** The problem **
Exactly as they stand, the data below are to be printed again.

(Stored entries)
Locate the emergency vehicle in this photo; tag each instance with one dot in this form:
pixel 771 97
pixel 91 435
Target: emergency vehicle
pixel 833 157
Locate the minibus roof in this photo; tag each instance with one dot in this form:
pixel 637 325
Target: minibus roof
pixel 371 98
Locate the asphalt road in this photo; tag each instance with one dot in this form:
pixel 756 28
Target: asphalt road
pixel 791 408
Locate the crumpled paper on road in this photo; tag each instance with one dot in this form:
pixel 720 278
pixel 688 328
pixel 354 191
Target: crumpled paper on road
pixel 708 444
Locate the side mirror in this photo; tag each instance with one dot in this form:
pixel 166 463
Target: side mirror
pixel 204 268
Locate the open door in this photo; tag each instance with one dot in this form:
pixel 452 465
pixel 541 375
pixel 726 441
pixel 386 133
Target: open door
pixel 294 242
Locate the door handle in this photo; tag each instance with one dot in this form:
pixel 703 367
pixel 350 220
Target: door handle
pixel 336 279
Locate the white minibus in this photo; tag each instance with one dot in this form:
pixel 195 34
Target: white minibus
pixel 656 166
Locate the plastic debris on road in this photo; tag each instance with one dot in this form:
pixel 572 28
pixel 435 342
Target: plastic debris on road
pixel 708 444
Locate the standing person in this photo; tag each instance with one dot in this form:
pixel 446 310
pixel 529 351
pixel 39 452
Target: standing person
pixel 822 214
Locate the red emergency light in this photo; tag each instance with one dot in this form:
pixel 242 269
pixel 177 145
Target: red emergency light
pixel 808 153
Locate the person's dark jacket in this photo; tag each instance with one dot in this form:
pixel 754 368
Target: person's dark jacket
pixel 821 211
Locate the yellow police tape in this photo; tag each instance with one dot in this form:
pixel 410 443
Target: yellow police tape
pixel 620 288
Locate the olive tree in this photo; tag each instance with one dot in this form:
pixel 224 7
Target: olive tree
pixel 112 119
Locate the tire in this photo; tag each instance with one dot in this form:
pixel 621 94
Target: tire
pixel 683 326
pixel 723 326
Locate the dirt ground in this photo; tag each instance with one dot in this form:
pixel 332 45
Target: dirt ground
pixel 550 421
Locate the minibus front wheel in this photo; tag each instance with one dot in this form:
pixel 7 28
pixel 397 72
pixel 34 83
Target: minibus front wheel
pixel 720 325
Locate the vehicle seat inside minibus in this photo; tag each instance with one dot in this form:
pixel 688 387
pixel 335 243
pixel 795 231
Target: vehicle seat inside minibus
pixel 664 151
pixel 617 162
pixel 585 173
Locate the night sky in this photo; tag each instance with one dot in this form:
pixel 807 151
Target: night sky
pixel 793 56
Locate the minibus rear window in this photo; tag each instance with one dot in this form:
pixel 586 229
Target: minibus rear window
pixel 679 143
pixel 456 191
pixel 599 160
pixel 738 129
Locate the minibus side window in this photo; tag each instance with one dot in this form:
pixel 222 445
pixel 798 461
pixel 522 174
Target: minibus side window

** Response box **
Locate the emergency vehicle in this photo; tag each instance with one dot in this form:
pixel 771 97
pixel 91 435
Target: emergency vehicle
pixel 833 157
Locate the minibus roof in this photo; tag each instance with one dot in this form:
pixel 637 325
Target: minibus roof
pixel 371 98
Locate the asphalt road in this photo; tag each instance with one dot in this form:
pixel 756 28
Target: asphalt road
pixel 791 408
Locate the crumpled paper on road in this photo; tag each instance with one dot in this form:
pixel 720 278
pixel 688 328
pixel 354 191
Target: crumpled paper on road
pixel 708 444
Locate the side mirror in this photo; tag each instance with one dot in this form:
pixel 166 463
Target: side mirror
pixel 204 268
Locate the open door in this photo; tag each instance with one dot in this form:
pixel 452 465
pixel 541 375
pixel 726 441
pixel 386 133
Target: open door
pixel 294 242
Locate the door handle in this photo; tag each instance with one dot in this form:
pixel 703 367
pixel 350 220
Target: door handle
pixel 336 279
Locate the white minibus in this photo; tag each instance with one dot in this form:
pixel 195 34
Target: white minibus
pixel 656 166
Locate the plastic debris on road in this photo; tag each instance with one dot in this form:
pixel 572 28
pixel 435 342
Target: plastic debris on road
pixel 708 444
Locate the standing person in this photo; tag each instance with one dot in this form:
pixel 446 310
pixel 529 351
pixel 39 452
Target: standing person
pixel 822 214
Locate the red emergency light in this photo; tag each instance with one dot in this form:
pixel 242 269
pixel 177 145
Target: red emergency light
pixel 808 153
Locate the person's dark jacket in this photo; tag each instance with one dot in this form:
pixel 754 368
Target: person's dark jacket
pixel 821 211
Locate the yellow police tape in this photo; tag each instance with one dot in this form:
pixel 410 443
Target: yellow police tape
pixel 620 288
Locate the olive tree in this photo; tag each instance with one dot in this form:
pixel 224 7
Target: olive tree
pixel 112 119
Locate the tire in this photo; tag each instance with one dot in this form:
pixel 621 94
Target: tire
pixel 683 326
pixel 723 326
Locate the dirt ground in this photo; tag each instance with one dot in this form:
pixel 332 45
Target: dirt ground
pixel 550 421
Locate the minibus front wheel in this photo; tag each instance with one dot in this form:
pixel 7 28
pixel 397 72
pixel 34 83
Target: minibus front wheel
pixel 720 325
Locate the vehicle seat inside minibus in this photo; tag each instance with one dot in this form:
pixel 688 387
pixel 335 243
pixel 795 231
Target: vehicle seat inside minibus
pixel 664 151
pixel 617 162
pixel 585 173
Locate the night sky in this photo; tag each instance with one dot in this form:
pixel 807 151
Target: night sky
pixel 793 56
Locate the minibus rear window in this photo; tag each instance with one dot in this form:
pixel 586 229
Target: minibus rear window
pixel 679 143
pixel 456 191
pixel 599 160
pixel 738 129
Locate the minibus side window in this photo; tag each instance with one dot in this form:
pixel 222 445
pixel 798 461
pixel 522 174
Target: minibus side window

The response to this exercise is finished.